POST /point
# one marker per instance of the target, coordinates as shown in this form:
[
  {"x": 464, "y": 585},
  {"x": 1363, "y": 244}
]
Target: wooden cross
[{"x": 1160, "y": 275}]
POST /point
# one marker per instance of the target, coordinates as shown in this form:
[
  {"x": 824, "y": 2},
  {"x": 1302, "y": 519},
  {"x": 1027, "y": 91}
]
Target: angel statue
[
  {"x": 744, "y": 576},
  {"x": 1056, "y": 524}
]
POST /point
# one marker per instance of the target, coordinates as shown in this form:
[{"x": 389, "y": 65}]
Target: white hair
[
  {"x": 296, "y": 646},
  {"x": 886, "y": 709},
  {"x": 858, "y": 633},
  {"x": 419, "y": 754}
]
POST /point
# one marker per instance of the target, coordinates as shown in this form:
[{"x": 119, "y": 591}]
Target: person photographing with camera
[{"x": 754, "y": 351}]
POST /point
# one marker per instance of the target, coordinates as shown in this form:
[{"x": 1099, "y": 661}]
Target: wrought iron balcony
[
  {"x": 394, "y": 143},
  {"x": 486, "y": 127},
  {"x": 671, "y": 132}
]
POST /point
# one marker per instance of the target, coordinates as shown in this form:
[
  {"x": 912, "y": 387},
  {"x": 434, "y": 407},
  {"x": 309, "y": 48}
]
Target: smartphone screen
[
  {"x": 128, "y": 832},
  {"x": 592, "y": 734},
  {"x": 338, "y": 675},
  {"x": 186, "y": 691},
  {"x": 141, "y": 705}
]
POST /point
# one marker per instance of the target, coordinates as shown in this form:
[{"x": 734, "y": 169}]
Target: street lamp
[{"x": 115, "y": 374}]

· · · ·

§ TASK REQUIREMENTS
Each entry must appear in the reply exactly as written.

§ ANSWER BELOW
POST /point
# one marker per instance of the target, coordinates as shown in this form:
[
  {"x": 464, "y": 585},
  {"x": 1363, "y": 244}
]
Target: wooden cross
[{"x": 1160, "y": 275}]
POST /point
# one marker per instance of the target, coordinates as shown in this form:
[
  {"x": 824, "y": 2},
  {"x": 1302, "y": 519},
  {"x": 1027, "y": 91}
]
Target: angel statue
[
  {"x": 744, "y": 576},
  {"x": 1056, "y": 524}
]
POST /point
# one marker per instance of the target, coordinates as shown in this form:
[{"x": 389, "y": 65}]
Target: white hair
[
  {"x": 296, "y": 646},
  {"x": 886, "y": 709},
  {"x": 858, "y": 633},
  {"x": 419, "y": 754}
]
POST /point
# one marker per instance of the target, coordinates as shown in this form:
[{"x": 119, "y": 591}]
Target: person photographing with camera
[{"x": 754, "y": 351}]
POST /point
# one marker per instance of the target, coordinates as shown in this form:
[{"x": 1099, "y": 661}]
Target: wrought iron balcony
[
  {"x": 394, "y": 143},
  {"x": 486, "y": 127},
  {"x": 671, "y": 132}
]
POST /point
# one marker per instance of the target, coordinates as shown in this form:
[
  {"x": 912, "y": 387},
  {"x": 434, "y": 407},
  {"x": 309, "y": 48}
]
Target: smartphone screen
[
  {"x": 128, "y": 832},
  {"x": 592, "y": 734},
  {"x": 338, "y": 675},
  {"x": 186, "y": 691},
  {"x": 141, "y": 705}
]
POST /point
# one marker per instance of the target, coordinates as shown in this form:
[{"x": 734, "y": 169}]
Target: street lamp
[{"x": 115, "y": 374}]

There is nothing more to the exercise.